[Excerpts of location labeling data]
________________
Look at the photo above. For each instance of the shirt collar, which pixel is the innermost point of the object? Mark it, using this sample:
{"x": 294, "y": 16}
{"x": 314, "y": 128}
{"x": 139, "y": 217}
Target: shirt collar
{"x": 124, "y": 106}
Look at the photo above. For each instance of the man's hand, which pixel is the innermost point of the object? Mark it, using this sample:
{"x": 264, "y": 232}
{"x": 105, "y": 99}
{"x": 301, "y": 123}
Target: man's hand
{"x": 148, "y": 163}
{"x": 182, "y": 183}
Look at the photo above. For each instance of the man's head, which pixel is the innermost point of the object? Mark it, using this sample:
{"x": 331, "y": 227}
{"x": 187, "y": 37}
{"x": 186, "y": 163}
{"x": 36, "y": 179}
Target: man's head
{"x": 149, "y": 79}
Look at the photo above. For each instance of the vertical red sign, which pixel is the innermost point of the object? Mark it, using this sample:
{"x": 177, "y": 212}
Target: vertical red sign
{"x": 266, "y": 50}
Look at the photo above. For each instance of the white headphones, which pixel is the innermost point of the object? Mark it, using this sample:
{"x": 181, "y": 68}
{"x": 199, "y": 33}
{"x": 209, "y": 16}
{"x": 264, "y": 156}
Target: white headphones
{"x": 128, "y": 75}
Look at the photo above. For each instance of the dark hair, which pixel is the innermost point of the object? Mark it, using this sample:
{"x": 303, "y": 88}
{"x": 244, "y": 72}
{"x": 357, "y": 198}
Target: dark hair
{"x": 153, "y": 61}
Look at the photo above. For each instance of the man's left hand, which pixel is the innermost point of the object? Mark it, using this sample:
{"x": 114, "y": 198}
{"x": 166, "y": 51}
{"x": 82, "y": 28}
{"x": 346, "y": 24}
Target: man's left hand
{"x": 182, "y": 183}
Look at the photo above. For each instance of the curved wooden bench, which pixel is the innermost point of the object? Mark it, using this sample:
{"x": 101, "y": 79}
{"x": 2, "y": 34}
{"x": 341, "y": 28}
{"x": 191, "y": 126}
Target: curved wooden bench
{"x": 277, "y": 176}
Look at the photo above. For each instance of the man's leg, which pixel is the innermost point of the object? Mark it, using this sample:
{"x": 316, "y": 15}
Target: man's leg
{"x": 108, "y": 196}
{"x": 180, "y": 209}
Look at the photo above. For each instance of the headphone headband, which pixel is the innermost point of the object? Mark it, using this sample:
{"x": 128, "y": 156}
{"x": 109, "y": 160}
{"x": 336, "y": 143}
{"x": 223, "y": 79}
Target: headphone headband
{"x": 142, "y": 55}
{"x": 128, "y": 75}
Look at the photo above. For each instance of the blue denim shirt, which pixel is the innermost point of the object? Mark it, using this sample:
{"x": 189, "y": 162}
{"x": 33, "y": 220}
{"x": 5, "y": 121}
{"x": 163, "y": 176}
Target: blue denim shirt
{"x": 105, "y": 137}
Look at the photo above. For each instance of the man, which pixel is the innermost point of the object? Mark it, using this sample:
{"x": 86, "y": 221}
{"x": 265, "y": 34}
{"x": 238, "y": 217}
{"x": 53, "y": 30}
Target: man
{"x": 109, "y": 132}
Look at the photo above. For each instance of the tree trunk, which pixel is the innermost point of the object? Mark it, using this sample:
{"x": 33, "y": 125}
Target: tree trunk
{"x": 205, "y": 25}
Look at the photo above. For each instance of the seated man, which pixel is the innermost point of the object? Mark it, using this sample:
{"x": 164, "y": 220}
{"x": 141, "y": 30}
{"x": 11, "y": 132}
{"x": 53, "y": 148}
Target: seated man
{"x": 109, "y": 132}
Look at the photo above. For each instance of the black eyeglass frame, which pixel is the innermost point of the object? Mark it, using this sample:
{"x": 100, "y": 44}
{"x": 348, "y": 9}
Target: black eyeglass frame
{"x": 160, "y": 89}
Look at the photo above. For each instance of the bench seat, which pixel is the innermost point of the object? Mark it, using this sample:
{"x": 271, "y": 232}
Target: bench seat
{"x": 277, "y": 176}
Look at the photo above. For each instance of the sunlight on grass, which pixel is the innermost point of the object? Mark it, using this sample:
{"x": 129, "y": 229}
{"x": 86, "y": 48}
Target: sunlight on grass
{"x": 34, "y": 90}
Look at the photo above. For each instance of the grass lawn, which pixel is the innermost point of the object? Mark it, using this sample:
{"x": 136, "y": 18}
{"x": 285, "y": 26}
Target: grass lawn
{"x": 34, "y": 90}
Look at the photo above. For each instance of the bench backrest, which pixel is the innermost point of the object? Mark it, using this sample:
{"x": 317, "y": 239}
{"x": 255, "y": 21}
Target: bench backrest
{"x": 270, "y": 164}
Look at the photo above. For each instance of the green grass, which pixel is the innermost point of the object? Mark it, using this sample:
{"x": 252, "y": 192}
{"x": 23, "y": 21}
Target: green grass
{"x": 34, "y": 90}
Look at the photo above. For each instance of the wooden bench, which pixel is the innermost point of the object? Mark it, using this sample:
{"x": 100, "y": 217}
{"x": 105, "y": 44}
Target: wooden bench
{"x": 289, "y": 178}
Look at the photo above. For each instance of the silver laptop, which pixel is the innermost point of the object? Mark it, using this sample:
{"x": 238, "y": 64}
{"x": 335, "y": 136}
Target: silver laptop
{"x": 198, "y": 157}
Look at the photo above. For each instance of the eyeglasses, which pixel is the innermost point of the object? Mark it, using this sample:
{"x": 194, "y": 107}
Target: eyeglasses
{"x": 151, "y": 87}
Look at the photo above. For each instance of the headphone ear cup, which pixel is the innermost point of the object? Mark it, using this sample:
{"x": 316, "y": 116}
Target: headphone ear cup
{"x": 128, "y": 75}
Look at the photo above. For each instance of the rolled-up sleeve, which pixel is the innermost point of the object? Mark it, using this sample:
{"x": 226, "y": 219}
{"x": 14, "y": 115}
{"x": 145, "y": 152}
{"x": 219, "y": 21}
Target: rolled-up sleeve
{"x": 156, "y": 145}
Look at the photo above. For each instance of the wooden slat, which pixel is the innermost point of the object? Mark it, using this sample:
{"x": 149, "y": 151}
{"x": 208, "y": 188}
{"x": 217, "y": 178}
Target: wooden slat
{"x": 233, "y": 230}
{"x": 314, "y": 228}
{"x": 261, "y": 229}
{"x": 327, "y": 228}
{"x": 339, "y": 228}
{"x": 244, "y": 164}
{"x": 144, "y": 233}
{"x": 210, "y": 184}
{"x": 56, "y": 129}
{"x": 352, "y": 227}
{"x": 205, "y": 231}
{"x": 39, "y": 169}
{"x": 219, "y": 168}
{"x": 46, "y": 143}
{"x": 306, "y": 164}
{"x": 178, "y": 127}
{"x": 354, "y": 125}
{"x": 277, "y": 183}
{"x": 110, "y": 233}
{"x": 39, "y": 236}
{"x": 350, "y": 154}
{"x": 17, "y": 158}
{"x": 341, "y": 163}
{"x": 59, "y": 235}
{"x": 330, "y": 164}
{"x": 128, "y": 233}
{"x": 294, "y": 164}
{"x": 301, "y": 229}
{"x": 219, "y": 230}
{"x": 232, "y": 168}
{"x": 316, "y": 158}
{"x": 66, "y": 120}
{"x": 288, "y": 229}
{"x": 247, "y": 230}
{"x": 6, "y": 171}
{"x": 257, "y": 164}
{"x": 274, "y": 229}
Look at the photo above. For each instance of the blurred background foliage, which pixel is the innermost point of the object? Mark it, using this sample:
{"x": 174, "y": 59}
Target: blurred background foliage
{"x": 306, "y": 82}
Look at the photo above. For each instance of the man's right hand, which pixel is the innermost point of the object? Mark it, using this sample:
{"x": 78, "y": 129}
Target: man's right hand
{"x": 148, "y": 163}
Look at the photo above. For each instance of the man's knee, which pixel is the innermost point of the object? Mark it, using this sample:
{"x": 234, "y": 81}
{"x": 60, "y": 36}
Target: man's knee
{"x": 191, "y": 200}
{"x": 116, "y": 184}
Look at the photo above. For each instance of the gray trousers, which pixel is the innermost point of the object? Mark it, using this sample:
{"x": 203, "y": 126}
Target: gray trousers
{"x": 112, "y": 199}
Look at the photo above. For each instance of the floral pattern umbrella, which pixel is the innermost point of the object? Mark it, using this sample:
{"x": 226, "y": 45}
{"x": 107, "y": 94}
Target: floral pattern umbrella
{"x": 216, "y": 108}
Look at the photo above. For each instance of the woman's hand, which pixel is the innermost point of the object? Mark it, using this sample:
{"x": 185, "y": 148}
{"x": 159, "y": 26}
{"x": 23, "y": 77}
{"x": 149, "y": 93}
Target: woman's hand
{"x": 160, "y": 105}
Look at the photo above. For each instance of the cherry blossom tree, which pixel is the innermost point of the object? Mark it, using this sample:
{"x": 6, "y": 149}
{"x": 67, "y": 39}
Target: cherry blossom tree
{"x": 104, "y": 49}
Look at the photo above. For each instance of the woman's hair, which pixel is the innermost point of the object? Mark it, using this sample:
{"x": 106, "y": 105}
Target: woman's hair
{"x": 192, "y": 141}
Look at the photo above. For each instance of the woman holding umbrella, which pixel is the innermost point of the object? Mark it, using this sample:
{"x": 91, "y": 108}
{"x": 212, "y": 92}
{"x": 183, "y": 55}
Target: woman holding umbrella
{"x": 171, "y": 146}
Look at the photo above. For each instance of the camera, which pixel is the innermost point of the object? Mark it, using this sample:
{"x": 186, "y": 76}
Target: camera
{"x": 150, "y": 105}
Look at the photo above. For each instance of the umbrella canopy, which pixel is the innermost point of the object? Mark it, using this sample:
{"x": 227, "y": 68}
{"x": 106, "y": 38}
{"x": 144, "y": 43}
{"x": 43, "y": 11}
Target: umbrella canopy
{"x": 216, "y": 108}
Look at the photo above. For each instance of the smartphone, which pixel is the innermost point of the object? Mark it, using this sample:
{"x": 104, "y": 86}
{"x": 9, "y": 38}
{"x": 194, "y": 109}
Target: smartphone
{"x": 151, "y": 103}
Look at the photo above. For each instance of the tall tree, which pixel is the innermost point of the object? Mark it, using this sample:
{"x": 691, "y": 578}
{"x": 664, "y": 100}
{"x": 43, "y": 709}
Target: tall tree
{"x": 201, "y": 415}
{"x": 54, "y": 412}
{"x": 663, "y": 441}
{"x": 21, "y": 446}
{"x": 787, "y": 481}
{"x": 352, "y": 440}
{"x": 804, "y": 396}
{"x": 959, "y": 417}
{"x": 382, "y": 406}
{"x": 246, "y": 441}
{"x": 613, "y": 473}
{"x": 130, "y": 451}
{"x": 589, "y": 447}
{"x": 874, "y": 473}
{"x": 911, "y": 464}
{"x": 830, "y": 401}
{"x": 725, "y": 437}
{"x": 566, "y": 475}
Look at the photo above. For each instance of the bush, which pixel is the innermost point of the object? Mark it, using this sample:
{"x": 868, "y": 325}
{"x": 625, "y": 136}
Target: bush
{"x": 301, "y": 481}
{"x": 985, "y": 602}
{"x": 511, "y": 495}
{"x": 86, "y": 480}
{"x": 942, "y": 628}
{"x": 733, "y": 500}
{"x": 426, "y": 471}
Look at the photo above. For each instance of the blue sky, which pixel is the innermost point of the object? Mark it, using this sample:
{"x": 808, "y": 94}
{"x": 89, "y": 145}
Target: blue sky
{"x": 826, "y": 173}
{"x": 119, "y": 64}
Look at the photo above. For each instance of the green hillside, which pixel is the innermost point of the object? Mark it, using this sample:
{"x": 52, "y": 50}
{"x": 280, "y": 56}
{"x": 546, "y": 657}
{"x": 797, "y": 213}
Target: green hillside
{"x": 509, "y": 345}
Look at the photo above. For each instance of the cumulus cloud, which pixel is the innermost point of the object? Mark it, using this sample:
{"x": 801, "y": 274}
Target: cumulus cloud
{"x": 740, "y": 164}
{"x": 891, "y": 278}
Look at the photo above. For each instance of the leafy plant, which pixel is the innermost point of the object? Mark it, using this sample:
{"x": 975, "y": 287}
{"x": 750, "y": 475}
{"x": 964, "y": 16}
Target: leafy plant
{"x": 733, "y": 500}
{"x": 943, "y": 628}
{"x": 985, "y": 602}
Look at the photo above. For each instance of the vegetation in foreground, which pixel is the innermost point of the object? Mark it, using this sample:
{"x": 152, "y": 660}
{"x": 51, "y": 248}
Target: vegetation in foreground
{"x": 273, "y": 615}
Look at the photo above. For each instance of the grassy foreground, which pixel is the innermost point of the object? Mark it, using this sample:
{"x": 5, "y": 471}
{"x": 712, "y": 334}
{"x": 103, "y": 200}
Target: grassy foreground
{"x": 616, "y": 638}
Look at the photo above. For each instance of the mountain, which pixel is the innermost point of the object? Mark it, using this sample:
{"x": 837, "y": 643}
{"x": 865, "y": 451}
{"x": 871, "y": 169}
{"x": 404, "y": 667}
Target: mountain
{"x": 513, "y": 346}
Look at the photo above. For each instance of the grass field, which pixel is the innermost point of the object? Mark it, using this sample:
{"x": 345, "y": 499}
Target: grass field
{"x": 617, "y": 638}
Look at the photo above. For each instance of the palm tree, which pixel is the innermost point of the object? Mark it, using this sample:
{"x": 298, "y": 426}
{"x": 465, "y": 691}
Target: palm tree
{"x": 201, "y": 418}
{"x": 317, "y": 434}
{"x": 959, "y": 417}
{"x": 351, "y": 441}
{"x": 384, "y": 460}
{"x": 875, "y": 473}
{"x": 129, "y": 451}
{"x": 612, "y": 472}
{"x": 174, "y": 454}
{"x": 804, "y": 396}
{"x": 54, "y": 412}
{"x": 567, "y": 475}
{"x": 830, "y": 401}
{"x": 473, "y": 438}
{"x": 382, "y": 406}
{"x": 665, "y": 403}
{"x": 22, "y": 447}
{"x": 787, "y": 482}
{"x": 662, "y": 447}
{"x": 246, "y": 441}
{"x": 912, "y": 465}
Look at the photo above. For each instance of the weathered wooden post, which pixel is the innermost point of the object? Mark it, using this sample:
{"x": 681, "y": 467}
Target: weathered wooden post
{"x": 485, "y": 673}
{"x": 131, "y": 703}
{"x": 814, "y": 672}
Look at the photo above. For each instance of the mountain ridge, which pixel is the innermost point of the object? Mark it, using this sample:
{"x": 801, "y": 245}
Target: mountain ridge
________________
■ **WHAT YOU NEED TO DO**
Output everything from the line containing "mountain ridge, which" down through the last of the lines above, including both ends, reproduced without any change.

■ **FINISHED EXERCISE**
Look at the photo above. For each instance of the mountain ridge, which pixel is the innermost point of the object? Mark it, using this sample:
{"x": 801, "y": 245}
Target: mountain ridge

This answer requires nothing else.